What to work on:
From the line that contains "Query: metal fence" to the final line of the entries below, write out every line exactly as it appears, and nothing else.

* * * *

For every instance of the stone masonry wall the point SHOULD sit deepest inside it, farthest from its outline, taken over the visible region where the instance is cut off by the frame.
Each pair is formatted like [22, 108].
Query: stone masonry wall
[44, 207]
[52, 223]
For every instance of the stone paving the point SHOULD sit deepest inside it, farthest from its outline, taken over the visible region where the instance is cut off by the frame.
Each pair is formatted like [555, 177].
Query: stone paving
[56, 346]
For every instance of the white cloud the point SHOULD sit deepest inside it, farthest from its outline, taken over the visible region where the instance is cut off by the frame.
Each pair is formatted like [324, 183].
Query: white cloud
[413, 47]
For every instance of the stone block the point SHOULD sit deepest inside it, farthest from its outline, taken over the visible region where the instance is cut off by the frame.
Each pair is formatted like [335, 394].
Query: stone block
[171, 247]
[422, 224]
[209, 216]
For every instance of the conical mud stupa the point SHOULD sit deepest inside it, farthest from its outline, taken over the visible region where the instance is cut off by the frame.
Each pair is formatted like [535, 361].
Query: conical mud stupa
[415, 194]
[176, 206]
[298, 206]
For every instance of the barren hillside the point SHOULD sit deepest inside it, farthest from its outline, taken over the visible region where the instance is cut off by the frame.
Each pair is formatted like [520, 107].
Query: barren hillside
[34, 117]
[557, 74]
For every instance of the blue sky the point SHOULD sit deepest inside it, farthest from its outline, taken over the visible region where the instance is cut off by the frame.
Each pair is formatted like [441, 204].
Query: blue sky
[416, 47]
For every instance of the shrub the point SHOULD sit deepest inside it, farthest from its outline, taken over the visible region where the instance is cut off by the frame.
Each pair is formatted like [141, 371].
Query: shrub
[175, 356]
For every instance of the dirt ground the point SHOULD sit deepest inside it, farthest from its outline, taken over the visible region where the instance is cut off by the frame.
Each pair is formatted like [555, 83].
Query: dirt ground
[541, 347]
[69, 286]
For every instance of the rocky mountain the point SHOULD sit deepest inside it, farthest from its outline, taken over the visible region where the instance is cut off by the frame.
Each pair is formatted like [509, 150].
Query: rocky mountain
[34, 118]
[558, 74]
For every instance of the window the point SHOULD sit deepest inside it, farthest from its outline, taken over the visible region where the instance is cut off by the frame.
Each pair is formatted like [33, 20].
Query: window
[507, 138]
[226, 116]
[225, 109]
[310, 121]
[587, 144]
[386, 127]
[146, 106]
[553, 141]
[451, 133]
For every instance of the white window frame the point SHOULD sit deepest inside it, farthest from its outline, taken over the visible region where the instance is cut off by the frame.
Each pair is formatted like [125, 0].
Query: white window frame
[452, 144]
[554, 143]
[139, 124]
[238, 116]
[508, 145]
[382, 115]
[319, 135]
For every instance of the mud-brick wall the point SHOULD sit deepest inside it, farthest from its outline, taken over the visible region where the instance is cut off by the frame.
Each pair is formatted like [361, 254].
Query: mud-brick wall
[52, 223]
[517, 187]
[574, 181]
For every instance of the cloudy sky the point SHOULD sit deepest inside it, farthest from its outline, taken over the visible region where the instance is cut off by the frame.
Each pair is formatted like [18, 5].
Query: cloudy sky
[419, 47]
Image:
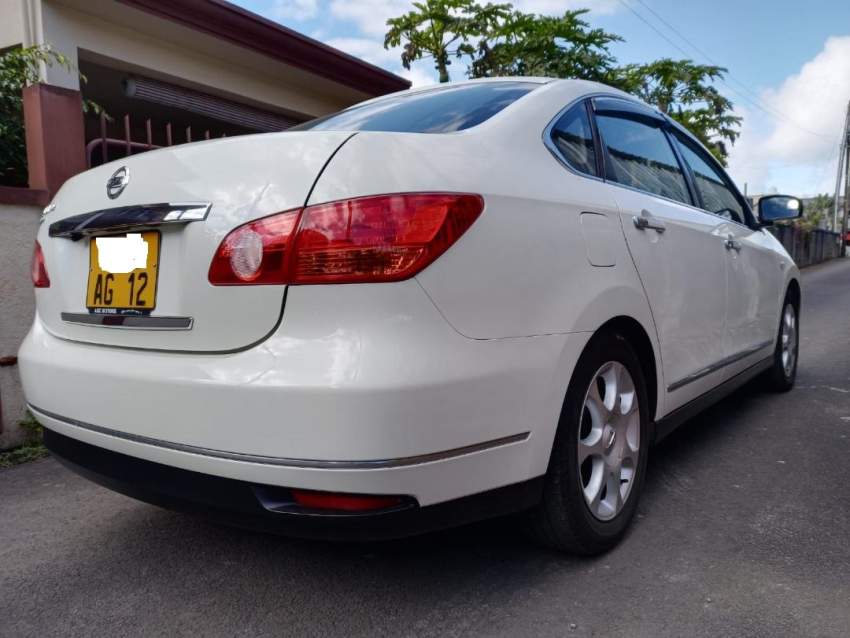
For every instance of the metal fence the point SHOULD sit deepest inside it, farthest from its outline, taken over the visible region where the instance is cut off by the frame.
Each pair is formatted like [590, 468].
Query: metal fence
[808, 247]
[103, 148]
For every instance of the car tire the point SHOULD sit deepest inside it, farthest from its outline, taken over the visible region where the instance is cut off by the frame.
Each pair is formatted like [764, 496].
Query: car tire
[783, 373]
[568, 518]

* * * *

Your response:
Query: metal fence
[808, 247]
[103, 148]
For every instance of the car tire the point SHOULD sit deepest inside it, farthest from its outline, taken over the visible region where the instance is cut off by the frame.
Each pair is formatted like [764, 496].
Query: car tire
[783, 373]
[568, 518]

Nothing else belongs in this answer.